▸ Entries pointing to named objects
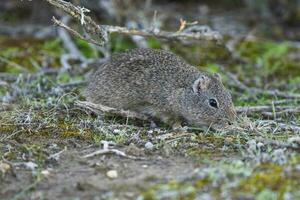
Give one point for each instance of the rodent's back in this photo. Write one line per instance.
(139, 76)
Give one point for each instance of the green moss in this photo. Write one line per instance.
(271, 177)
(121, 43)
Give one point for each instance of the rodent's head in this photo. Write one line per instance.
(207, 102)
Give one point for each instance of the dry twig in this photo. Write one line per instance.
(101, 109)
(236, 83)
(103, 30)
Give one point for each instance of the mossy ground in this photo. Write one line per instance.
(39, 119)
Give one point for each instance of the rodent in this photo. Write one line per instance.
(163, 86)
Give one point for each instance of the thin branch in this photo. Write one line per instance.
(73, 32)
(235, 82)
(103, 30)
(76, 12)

* * *

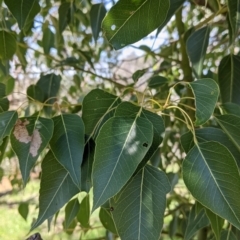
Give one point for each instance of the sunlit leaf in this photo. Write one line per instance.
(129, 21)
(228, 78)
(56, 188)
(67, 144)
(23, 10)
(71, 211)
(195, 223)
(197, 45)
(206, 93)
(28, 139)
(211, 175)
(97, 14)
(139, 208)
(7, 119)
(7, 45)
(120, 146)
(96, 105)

▸ Written exercise
Filter the material above, keeping only the lines that contain the word "rodent", and copy them unchanged.

▸ Task response
Give one point for each instance of the rodent's back in this photo. Write one line per instance.
Give one point for each instance of the rodent's head in this photo. Write one line per instance.
Give one point for each instance of the rodent in this photo. Write one line per instance.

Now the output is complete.